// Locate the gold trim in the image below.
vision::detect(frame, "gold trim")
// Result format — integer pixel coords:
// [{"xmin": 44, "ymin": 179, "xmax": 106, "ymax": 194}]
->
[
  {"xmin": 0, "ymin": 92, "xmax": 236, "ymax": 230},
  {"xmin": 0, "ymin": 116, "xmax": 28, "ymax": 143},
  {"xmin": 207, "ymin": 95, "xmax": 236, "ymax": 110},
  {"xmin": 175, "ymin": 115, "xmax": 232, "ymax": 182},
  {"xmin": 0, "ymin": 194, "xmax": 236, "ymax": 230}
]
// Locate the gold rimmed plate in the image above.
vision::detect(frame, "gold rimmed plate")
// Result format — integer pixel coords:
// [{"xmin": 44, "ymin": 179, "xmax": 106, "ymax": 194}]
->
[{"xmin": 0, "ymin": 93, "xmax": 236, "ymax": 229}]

▶ [What is being asked]
Copy the data above with each "integer pixel coords" replaced by "whole-number pixel coordinates" and nothing else altered.

▶ [Result for this exercise]
// Locate the gold trim in the image below.
vision::detect(frame, "gold trim")
// Result format — whole-number pixel coordinates:
// [{"xmin": 44, "ymin": 179, "xmax": 106, "ymax": 194}]
->
[
  {"xmin": 0, "ymin": 92, "xmax": 236, "ymax": 230},
  {"xmin": 0, "ymin": 116, "xmax": 28, "ymax": 143},
  {"xmin": 207, "ymin": 95, "xmax": 236, "ymax": 110},
  {"xmin": 175, "ymin": 115, "xmax": 232, "ymax": 182},
  {"xmin": 0, "ymin": 194, "xmax": 236, "ymax": 230}
]
// Locate the gold rimmed plate in the image above.
vision::detect(frame, "gold rimmed plate")
// Result format — whole-number pixel coordinates:
// [{"xmin": 44, "ymin": 179, "xmax": 106, "ymax": 194}]
->
[{"xmin": 0, "ymin": 93, "xmax": 236, "ymax": 229}]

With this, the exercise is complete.